- **Text section**:
-=-=-=-=-
This table has 1.5 million rows, and aggregation happens in less than a second.
select now(); select o_orderpriority,count(*) cnt from orders group by o_orderpriority; select now();
DuckDB also helps to convert parquet files to CSV in a snap. It also supports converting CSV to Parquet.
COPY "orders.parquet" to 'orders.csv' (FORMAT "CSV", HEADER 1);Select * from "orders.csv" limit 3;
It also supports exporting existing Tables to Parquet files.
COPY "orders" to 'neworder.parquet' (FORMAT "PARQUET");
DuckDB supports Programming languages such as Python, R, JAVA, node.js, C/C++.
DuckDB ably supports Higher-level SQL programming such as Macros, Sequences, Window Functions.
Get sample data from Yellow Cab
https://www.nyc.gov/site/tlc/about/tlc-trip-record-data.page
Copy yellow cabs data into yellowcabs folder
create table taxi_trips as select * from "yellowcabs/*.parquet";
SELECT
PULocationID,
EXTRACT(HOUR FROM tpep_pickup_datetime) AS hour_of_day,
AVG(fare_amount) AS avg_fare
FROM
taxi_trips
GROUP BY
PULocationID,
hour_of_day;
Extensions
https://duckdb.org/docs/extensions/overview
INSTALL json;
LOAD json;
select * from demo.json;
describe demo.json;
Load directly from HTTP location
select * from 'https://raw.githubusercontent.com/gchandra10/filestorage/main/sales_100.csv'
-=-=-=-=-
- **Written problem 1**:
In the DuckDB text, reproduce the passage from "select now(); select" to "to Parquet files." word for word.
- **Written problem 2**:
Answer these questions about the DuckDB text:
(a) How many rows does the table used for the aggregation have?
(b) Which programming languages does DuckDB support?
(c) Which extension is installed and loaded in the Extensions part?

Data listing
-=-=-=-=-
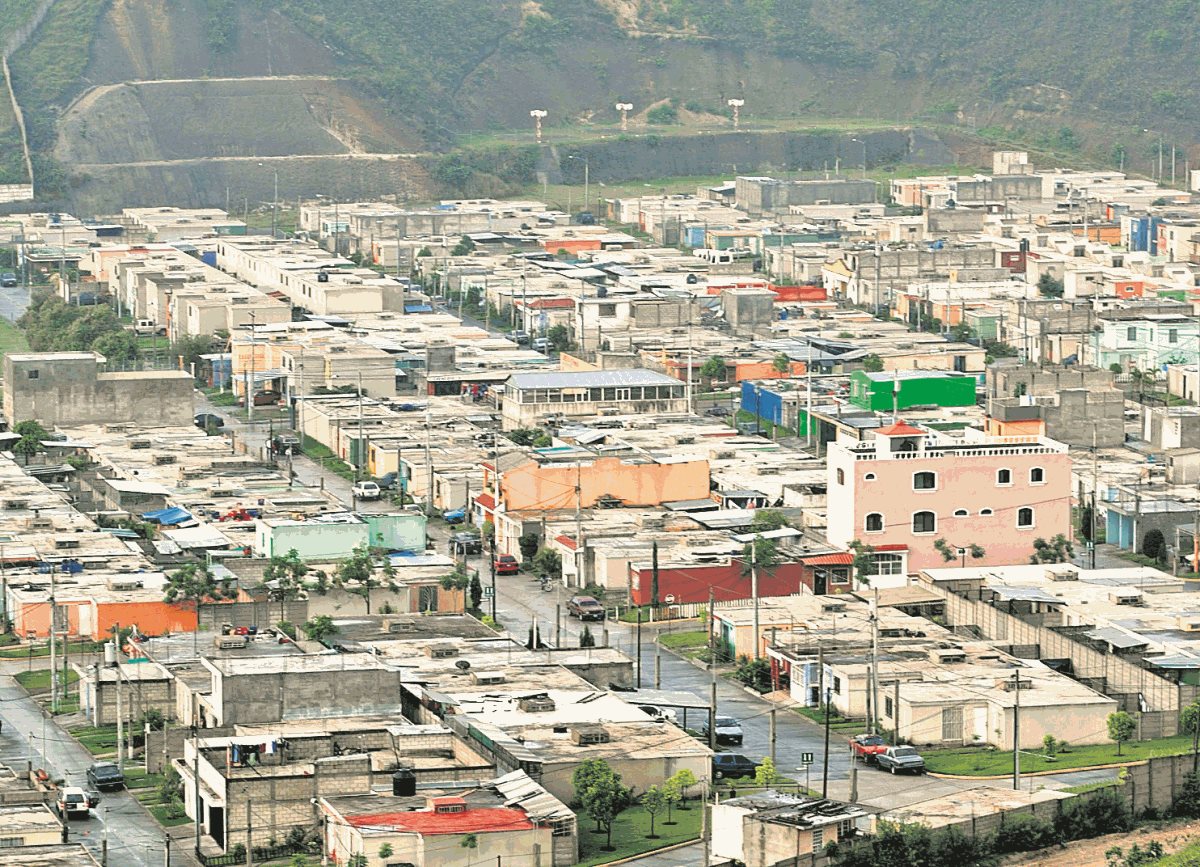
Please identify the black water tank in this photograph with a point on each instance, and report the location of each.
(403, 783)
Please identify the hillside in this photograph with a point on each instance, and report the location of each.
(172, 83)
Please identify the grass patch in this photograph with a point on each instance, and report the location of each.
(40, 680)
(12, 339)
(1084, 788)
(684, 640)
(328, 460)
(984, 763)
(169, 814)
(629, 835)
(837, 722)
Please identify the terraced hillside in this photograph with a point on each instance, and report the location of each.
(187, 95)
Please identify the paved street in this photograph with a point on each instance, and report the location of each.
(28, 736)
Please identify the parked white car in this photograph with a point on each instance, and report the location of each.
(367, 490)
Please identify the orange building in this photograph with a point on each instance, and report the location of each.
-=-=-=-=-
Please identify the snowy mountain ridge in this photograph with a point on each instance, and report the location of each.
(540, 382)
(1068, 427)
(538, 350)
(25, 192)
-=-=-=-=-
- **Written reply 1**:
select now(); select o_orderpriority,count(*) cnt from orders group by o_orderpriority; select now();
DuckDB also helps to convert parquet files to CSV in a snap. It also supports converting CSV to Parquet.
COPY "orders.parquet" to 'orders.csv' (FORMAT "CSV", HEADER 1);Select * from "orders.csv" limit 3;
It also supports exporting existing Tables to Parquet files.

- **Written reply 2**:
(a) 1.5 million rows.
(b) Python, R, JAVA, node.js and C/C++.
(c) The json extension.